§ **WORK TO COMPLETE**:
State the number of lines in the following material that contain the string "leafy", and nothing else.

§ **DATASET RECORDS**:
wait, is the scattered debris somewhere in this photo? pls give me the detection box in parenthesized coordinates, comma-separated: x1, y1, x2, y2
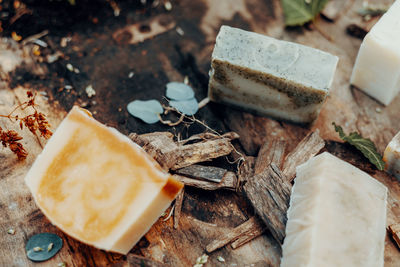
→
(60, 37, 72, 47)
(85, 84, 96, 98)
(21, 30, 49, 46)
(128, 71, 135, 78)
(57, 263, 67, 267)
(11, 31, 22, 41)
(193, 254, 208, 267)
(113, 15, 176, 45)
(46, 51, 63, 64)
(217, 256, 225, 262)
(376, 107, 382, 113)
(282, 130, 325, 182)
(176, 27, 185, 36)
(164, 1, 172, 11)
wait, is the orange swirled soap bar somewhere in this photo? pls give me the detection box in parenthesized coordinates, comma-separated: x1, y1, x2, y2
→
(25, 106, 183, 254)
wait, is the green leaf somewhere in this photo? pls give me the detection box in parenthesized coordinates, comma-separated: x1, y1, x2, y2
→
(281, 0, 330, 26)
(332, 122, 385, 171)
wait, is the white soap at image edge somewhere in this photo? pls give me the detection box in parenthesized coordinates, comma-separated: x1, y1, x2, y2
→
(384, 130, 400, 180)
(350, 0, 400, 105)
(208, 25, 339, 123)
(281, 152, 387, 267)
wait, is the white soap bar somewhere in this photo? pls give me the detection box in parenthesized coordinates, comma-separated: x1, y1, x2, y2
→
(25, 106, 183, 254)
(384, 131, 400, 179)
(208, 26, 338, 123)
(350, 0, 400, 105)
(281, 152, 387, 267)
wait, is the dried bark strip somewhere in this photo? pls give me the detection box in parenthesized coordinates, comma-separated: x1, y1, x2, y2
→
(173, 187, 185, 229)
(230, 220, 265, 249)
(205, 217, 263, 253)
(173, 171, 237, 191)
(172, 138, 234, 170)
(243, 164, 291, 244)
(129, 132, 178, 170)
(388, 224, 400, 249)
(237, 156, 255, 190)
(254, 139, 286, 175)
(130, 132, 235, 171)
(174, 165, 227, 183)
(282, 130, 325, 182)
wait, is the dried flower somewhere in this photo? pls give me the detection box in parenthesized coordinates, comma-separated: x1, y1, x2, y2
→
(0, 90, 52, 160)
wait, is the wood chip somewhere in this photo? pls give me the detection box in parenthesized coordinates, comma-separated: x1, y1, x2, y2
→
(230, 220, 265, 249)
(237, 156, 255, 189)
(173, 187, 185, 229)
(174, 165, 227, 183)
(129, 132, 178, 170)
(282, 130, 325, 182)
(173, 171, 237, 191)
(205, 217, 263, 253)
(243, 164, 291, 244)
(171, 138, 233, 170)
(254, 139, 286, 175)
(130, 132, 235, 171)
(388, 224, 400, 249)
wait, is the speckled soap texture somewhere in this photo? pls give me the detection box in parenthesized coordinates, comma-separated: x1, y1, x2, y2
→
(208, 26, 339, 123)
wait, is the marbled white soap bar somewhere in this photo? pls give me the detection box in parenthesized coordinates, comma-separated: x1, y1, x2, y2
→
(351, 0, 400, 105)
(281, 152, 387, 267)
(208, 26, 339, 123)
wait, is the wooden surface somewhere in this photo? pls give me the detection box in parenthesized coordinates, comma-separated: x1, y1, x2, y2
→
(1, 0, 400, 266)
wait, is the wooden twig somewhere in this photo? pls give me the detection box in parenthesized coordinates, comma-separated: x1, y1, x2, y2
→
(388, 224, 400, 249)
(173, 171, 237, 191)
(205, 217, 263, 253)
(282, 130, 325, 182)
(230, 221, 265, 249)
(174, 187, 185, 229)
(254, 139, 286, 175)
(243, 164, 291, 244)
(174, 165, 227, 183)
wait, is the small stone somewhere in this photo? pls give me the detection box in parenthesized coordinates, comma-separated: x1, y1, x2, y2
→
(85, 85, 96, 98)
(7, 228, 15, 235)
(376, 107, 382, 113)
(66, 63, 74, 72)
(217, 256, 225, 262)
(164, 1, 172, 11)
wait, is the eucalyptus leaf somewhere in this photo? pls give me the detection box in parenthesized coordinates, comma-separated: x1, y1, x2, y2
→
(26, 233, 63, 262)
(332, 122, 385, 171)
(166, 82, 195, 100)
(127, 100, 163, 124)
(281, 0, 330, 26)
(170, 98, 198, 116)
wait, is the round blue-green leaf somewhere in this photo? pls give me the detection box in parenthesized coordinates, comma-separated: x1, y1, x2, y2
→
(170, 98, 198, 116)
(127, 100, 163, 124)
(166, 82, 195, 100)
(26, 233, 63, 262)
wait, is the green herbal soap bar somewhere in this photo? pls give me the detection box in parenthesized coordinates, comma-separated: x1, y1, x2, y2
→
(208, 26, 339, 123)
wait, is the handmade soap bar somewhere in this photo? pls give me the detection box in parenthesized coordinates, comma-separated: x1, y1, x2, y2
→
(25, 106, 183, 254)
(350, 0, 400, 105)
(208, 26, 338, 123)
(384, 131, 400, 180)
(281, 152, 387, 267)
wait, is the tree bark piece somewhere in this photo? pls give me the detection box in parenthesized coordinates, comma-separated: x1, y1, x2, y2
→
(174, 187, 185, 229)
(171, 138, 233, 170)
(129, 132, 179, 170)
(243, 164, 291, 244)
(174, 165, 227, 183)
(254, 139, 286, 175)
(388, 224, 400, 249)
(173, 171, 237, 191)
(282, 130, 325, 182)
(205, 217, 263, 253)
(237, 156, 255, 189)
(126, 254, 165, 267)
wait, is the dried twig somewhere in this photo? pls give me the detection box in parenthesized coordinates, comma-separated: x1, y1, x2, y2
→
(173, 187, 185, 229)
(173, 171, 237, 191)
(205, 217, 263, 253)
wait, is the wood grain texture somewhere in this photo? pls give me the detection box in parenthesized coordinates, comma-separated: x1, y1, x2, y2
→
(243, 164, 291, 244)
(282, 130, 325, 182)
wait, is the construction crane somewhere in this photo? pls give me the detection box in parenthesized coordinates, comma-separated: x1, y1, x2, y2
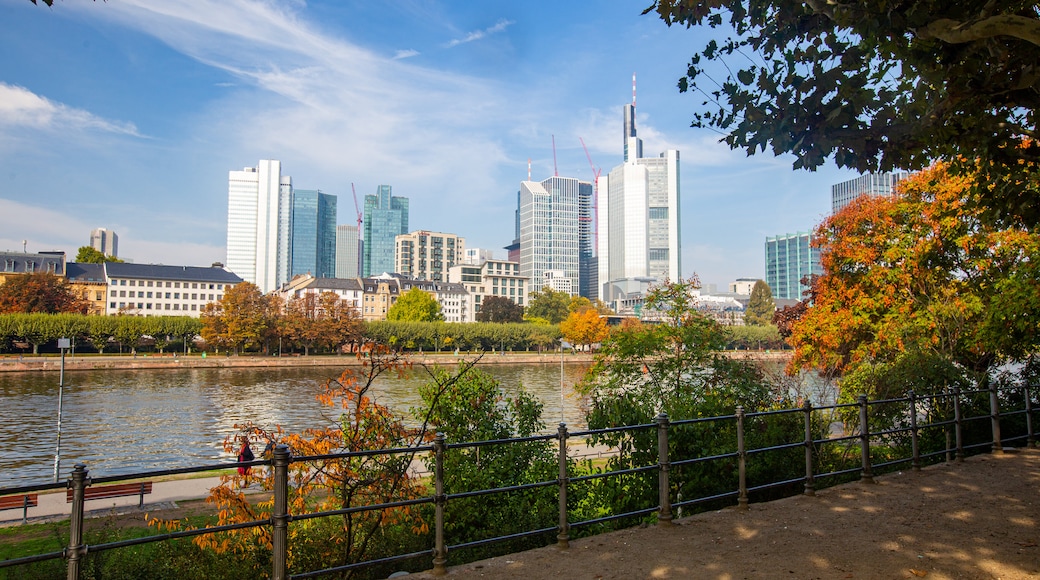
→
(580, 137, 601, 250)
(351, 183, 363, 275)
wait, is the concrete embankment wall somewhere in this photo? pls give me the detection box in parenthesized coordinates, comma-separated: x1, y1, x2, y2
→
(0, 350, 791, 373)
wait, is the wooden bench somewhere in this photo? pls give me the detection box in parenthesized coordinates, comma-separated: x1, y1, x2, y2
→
(0, 494, 38, 524)
(67, 482, 153, 508)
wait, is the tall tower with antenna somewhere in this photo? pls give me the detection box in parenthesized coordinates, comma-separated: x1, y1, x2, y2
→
(623, 73, 643, 162)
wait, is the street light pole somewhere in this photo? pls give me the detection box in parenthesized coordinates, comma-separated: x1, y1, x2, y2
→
(54, 337, 70, 482)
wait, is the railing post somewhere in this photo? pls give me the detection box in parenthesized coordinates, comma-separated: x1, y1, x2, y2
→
(657, 413, 673, 525)
(66, 464, 88, 580)
(802, 400, 815, 496)
(736, 406, 748, 510)
(990, 383, 1003, 453)
(271, 444, 290, 580)
(858, 395, 874, 483)
(556, 423, 570, 547)
(908, 391, 920, 471)
(953, 387, 964, 462)
(1025, 385, 1035, 448)
(431, 433, 447, 576)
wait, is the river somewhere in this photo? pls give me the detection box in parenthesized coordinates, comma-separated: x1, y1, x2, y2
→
(0, 362, 592, 488)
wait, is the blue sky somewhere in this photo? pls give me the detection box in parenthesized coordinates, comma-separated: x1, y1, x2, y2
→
(0, 0, 858, 290)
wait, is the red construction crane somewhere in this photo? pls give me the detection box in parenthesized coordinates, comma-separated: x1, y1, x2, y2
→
(351, 183, 363, 274)
(580, 137, 601, 250)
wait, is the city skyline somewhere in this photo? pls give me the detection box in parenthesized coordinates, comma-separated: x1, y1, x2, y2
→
(0, 1, 862, 289)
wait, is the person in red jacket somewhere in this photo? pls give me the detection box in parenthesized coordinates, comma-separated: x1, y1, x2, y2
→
(237, 437, 255, 475)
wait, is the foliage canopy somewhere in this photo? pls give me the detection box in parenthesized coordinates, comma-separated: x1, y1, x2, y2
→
(646, 0, 1040, 227)
(387, 288, 444, 322)
(0, 273, 87, 314)
(787, 161, 1040, 383)
(744, 280, 775, 326)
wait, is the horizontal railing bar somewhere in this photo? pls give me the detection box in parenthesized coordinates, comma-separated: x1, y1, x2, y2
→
(291, 444, 433, 463)
(745, 408, 802, 419)
(671, 452, 738, 467)
(447, 480, 556, 501)
(815, 434, 859, 445)
(671, 415, 737, 426)
(569, 423, 656, 438)
(748, 476, 804, 494)
(747, 441, 804, 455)
(291, 496, 434, 523)
(571, 506, 658, 529)
(872, 457, 912, 471)
(446, 433, 556, 450)
(87, 519, 264, 555)
(672, 489, 739, 509)
(448, 526, 556, 552)
(0, 549, 65, 569)
(815, 466, 863, 480)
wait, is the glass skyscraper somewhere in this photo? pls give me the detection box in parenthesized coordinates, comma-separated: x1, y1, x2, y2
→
(363, 185, 409, 277)
(290, 189, 337, 279)
(519, 176, 589, 295)
(831, 172, 909, 214)
(765, 231, 821, 300)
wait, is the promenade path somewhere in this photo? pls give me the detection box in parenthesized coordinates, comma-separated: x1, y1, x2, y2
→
(407, 448, 1040, 580)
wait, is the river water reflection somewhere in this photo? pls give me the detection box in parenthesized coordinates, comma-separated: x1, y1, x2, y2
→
(0, 362, 592, 488)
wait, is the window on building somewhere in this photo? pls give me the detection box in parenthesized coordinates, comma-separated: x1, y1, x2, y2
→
(119, 280, 126, 286)
(147, 281, 153, 287)
(146, 292, 153, 298)
(191, 304, 197, 311)
(130, 280, 136, 286)
(110, 290, 117, 297)
(175, 282, 180, 288)
(174, 293, 180, 299)
(165, 292, 171, 299)
(191, 293, 197, 300)
(25, 261, 35, 273)
(173, 304, 179, 310)
(165, 304, 171, 310)
(192, 283, 198, 289)
(110, 302, 116, 309)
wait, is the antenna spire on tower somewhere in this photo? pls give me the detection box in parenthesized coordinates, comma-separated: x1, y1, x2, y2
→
(527, 158, 531, 181)
(632, 72, 637, 108)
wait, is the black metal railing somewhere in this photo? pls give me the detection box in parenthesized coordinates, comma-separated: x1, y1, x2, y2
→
(0, 384, 1035, 579)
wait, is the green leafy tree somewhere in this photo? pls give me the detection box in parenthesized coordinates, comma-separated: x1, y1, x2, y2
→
(74, 246, 123, 263)
(413, 364, 567, 557)
(525, 287, 570, 324)
(386, 288, 443, 322)
(744, 280, 775, 326)
(578, 277, 799, 520)
(113, 315, 146, 354)
(647, 0, 1040, 227)
(86, 315, 116, 353)
(475, 296, 523, 323)
(0, 273, 88, 314)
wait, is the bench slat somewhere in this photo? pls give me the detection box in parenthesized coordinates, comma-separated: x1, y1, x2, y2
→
(66, 482, 153, 507)
(0, 494, 38, 510)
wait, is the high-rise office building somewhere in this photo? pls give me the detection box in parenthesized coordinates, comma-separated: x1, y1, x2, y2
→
(395, 230, 464, 282)
(89, 228, 118, 258)
(290, 189, 337, 279)
(336, 224, 360, 279)
(519, 176, 590, 296)
(597, 84, 681, 305)
(765, 231, 821, 300)
(363, 185, 409, 277)
(227, 160, 293, 293)
(831, 172, 909, 214)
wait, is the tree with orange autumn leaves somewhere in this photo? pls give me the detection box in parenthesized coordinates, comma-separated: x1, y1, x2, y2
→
(149, 347, 482, 575)
(787, 160, 1040, 394)
(559, 307, 609, 352)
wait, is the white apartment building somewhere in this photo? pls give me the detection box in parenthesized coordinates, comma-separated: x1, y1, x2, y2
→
(447, 259, 527, 320)
(398, 278, 470, 323)
(103, 263, 242, 317)
(277, 274, 363, 310)
(227, 160, 293, 294)
(394, 230, 464, 282)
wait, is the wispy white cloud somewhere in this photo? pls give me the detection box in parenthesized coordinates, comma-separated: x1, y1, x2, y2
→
(393, 49, 420, 60)
(0, 83, 141, 136)
(444, 18, 514, 48)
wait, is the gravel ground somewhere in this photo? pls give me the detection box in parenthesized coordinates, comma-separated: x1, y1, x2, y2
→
(405, 447, 1040, 580)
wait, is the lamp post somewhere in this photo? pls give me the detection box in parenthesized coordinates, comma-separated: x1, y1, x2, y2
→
(54, 337, 70, 482)
(560, 339, 571, 424)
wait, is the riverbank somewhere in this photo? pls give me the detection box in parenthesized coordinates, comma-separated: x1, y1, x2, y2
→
(0, 350, 791, 373)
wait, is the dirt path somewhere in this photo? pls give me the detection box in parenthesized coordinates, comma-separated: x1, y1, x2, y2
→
(406, 448, 1040, 579)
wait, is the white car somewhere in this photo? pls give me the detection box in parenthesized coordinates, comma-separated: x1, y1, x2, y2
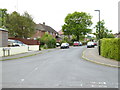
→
(60, 43, 69, 49)
(87, 42, 95, 48)
(8, 39, 27, 47)
(56, 43, 60, 47)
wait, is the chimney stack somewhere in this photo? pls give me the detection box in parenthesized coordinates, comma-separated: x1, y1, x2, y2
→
(43, 22, 45, 25)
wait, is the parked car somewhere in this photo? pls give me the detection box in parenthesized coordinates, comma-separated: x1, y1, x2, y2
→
(56, 43, 60, 47)
(60, 43, 69, 49)
(87, 42, 95, 48)
(93, 42, 97, 46)
(8, 39, 27, 47)
(79, 42, 82, 46)
(73, 41, 82, 46)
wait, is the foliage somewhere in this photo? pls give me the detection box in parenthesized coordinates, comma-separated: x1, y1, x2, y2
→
(5, 11, 35, 38)
(100, 38, 120, 61)
(0, 8, 8, 27)
(62, 11, 93, 41)
(94, 20, 115, 39)
(39, 33, 56, 48)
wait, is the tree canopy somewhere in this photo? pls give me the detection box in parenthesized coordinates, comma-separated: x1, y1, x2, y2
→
(62, 12, 93, 41)
(0, 8, 8, 27)
(94, 20, 114, 39)
(5, 11, 35, 38)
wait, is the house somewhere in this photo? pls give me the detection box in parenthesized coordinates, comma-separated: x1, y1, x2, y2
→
(58, 30, 72, 41)
(114, 32, 120, 38)
(0, 28, 8, 47)
(32, 22, 58, 39)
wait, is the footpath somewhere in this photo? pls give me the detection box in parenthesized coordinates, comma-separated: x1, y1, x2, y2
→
(82, 46, 120, 68)
(0, 48, 59, 61)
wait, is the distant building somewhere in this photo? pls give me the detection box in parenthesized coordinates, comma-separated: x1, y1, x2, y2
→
(58, 30, 64, 38)
(114, 32, 120, 38)
(0, 28, 8, 47)
(32, 22, 58, 39)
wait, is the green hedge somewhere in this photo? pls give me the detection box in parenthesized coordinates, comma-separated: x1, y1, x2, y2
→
(100, 38, 120, 61)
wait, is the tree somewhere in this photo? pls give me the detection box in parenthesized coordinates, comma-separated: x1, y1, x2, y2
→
(5, 11, 35, 38)
(62, 12, 93, 41)
(0, 8, 8, 27)
(94, 20, 114, 39)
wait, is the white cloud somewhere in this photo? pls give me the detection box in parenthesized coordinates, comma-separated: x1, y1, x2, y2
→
(0, 0, 119, 33)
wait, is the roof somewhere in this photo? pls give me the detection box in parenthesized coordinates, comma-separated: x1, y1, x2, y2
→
(35, 24, 58, 34)
(0, 28, 8, 32)
(58, 30, 63, 35)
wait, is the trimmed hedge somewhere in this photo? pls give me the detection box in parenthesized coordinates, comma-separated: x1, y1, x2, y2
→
(100, 38, 120, 61)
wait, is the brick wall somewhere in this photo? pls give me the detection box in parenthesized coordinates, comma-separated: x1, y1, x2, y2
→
(0, 30, 8, 47)
(32, 30, 45, 39)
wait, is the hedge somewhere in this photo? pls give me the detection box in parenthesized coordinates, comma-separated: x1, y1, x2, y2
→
(100, 38, 120, 61)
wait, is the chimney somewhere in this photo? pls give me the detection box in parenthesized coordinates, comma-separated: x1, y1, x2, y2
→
(43, 22, 45, 25)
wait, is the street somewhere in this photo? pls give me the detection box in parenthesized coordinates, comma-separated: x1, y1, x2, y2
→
(1, 46, 118, 88)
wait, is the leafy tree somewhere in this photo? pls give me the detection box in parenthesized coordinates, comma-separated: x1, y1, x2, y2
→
(62, 12, 93, 41)
(94, 20, 115, 39)
(5, 11, 35, 38)
(0, 8, 8, 27)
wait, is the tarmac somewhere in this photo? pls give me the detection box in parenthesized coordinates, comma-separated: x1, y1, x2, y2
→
(0, 46, 119, 68)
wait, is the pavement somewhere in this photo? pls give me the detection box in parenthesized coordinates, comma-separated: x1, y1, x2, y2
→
(0, 48, 59, 61)
(82, 46, 120, 68)
(0, 46, 119, 68)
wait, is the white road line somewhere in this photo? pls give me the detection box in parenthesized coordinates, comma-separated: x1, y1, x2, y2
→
(80, 84, 83, 87)
(35, 67, 38, 70)
(21, 79, 24, 82)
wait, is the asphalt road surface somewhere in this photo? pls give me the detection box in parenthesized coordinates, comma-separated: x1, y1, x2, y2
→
(1, 46, 118, 88)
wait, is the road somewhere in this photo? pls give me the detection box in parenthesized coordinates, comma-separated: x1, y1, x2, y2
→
(1, 46, 118, 88)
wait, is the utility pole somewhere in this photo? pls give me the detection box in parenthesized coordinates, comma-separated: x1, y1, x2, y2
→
(95, 10, 101, 55)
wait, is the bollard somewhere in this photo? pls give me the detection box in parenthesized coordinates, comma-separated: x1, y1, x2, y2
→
(3, 48, 11, 56)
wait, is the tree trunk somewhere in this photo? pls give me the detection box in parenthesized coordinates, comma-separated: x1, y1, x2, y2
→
(68, 35, 70, 41)
(77, 35, 79, 41)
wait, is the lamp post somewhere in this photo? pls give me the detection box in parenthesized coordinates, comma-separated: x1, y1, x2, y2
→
(94, 10, 101, 55)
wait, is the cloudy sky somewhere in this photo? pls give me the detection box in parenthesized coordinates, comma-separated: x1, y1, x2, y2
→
(0, 0, 119, 33)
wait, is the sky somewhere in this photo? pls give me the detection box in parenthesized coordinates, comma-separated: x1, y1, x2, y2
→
(0, 0, 119, 33)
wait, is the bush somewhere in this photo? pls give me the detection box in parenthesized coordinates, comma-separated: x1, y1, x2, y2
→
(100, 38, 120, 61)
(39, 33, 56, 49)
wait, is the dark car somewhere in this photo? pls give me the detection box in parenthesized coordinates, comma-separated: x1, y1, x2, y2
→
(60, 43, 69, 49)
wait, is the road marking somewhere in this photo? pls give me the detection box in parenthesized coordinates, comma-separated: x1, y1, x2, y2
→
(80, 84, 83, 87)
(35, 67, 38, 70)
(21, 79, 24, 82)
(91, 85, 94, 87)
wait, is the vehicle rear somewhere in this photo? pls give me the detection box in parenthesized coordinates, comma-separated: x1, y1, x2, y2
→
(73, 41, 79, 46)
(60, 43, 69, 49)
(87, 42, 94, 48)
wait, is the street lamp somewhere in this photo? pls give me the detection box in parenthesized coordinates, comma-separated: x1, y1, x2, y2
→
(94, 10, 101, 55)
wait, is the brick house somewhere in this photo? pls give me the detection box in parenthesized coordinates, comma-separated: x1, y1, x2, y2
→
(114, 32, 120, 38)
(0, 28, 8, 47)
(32, 23, 58, 39)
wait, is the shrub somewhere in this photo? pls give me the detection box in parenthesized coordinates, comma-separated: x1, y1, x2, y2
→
(39, 33, 56, 49)
(100, 38, 120, 61)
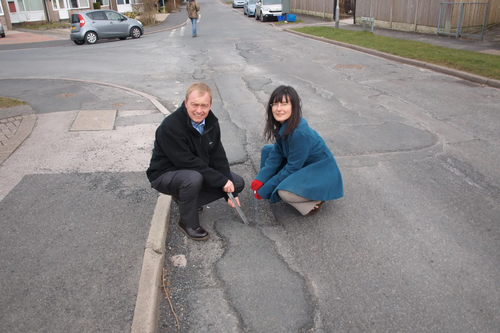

§ **RESPONSE**:
2